**Written instruction 1**
Answer these questions from the Vision Australia Library reading list:
(a) Who can join the Vision Australia Library, and what does membership cost?
(b) In what city and year is An Honest Man set?
(c) What invitation does Arthur receive in Less?
**Written instruction 2**
Summarize the Vision Australia Library reading list in two sentences.
**Written instruction 3**
Carry on with the Vision Australia Library reading list from the Less entry, in the same style.

**Text passage**
————————

From book readings to formal galas there’s a range of events throughout Australia. Check out the events page on the Australian Pride Network site here.

In the meantime, read on for a selection of recent additions to the Vision Australia Library collection in both gay and lesbian fiction and non-fiction, as well as a preview of titles currently in production.

Not a member of the Vision Australia Library? Membership is free and available to anyone with a print disability. Find out more at the Vision Australia Library webpage or call 1300 654 656.

Gay fiction

Call Me By Your Name by Andre Aciman

The story of a sudden and powerful romance between an adolescent boy and a summer guest at his parents' cliff-side mansion on the Italian Riviera.

Find Me by Andre Aciman  

In this exploration of the varieties of love, the author of 'Call Me by Your Name' lets us back into his characters' lives years after their first meeting. Aciman is a master of sensibility, of the intimate details and the nuances of emotion that are the substance of passion.

An Honest Man by Ben Fergusson  

In West Berlin in 1989, eighteen-year-old Ralf has just left school and is living a final golden summer with his three best friends. They spend their days swimming, smoking and daydreaming about the future, oblivious to the storm gathering on the other side of the Berlin Wall.

Less by Andrew Sean Greer  

Receiving an invitation to his ex-boyfriend's wedding, Arthur, a failed novelist on the eve of his fiftieth birthday, embarks on an international journey that finds him falling in love, risking his life, reinventing himself, and making connections with the past.

————————

**Data extract**
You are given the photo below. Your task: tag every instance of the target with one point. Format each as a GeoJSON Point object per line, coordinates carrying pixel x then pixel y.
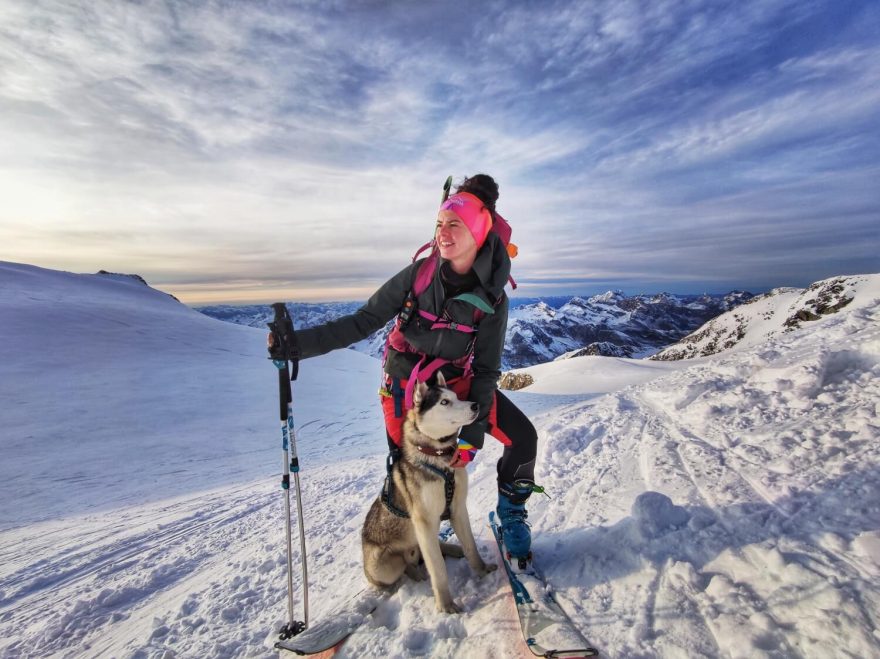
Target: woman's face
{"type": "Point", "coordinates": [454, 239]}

————————

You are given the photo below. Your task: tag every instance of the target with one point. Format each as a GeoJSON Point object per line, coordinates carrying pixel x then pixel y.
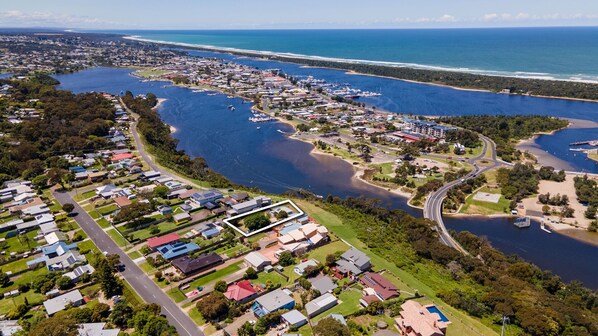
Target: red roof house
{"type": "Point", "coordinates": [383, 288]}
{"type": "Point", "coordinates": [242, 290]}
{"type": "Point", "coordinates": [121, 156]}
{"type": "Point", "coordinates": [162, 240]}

————————

**Task response 1**
(a) Anyone with a print disability can join, and membership is free.
(b) West Berlin in 1989.
(c) An invitation to his ex-boyfriend's wedding.

**Task response 2**
The page points readers to events across Australia and offers a selection of recent gay and lesbian fiction and non-fiction added to the Vision Australia Library, whose membership is free to anyone with a print disability. Its gay fiction picks include Call Me By Your Name and Find Me by Andre Aciman, An Honest Man by Ben Fergusson, and Less by Andrew Sean Greer.

**Task response 3**
My Cat Yugoslavia by Pajtim Statovci  

Bekim, grows up a social outcast as an immigrant in a country suspicious of foreigners and a gay man in an unaccepting society. On a visit to a gay bar, Bekim meets a talking cat who moves in with him and his boa constrictor. It is this witty, charming, manipulative creature who starts Bekim on a journey back to Kosovo to confront his demons and make sense of the history of his family.

Lesbian fiction

Cherry Beach by Laura McPhee-Brown  

Hetty and Ness, best friends since childhood, have left suburban Melbourne for the first time to live abroad. Hetty is charming and captivating, the life of the party. Ness is a wallflower, hopelessly in love with her. As winter freezes the lakeside city, the dark undercurrents of Hetty's character - abusive relationships, a dangerous obsession with bodies of water - become ever stronger. Ness may lose the person she loves more than anyone else in the world.

Girl, Woman, Other by Bernardine Everisto  

A moving and hopeful story of an interconnected group of Black British women.

From a non-binary social media influencer to a ninety-three-year-old woman living on a farm in Northern England, these unforgettable characters also intersect in shared aspects of their identities, from age to race to sexuality to class.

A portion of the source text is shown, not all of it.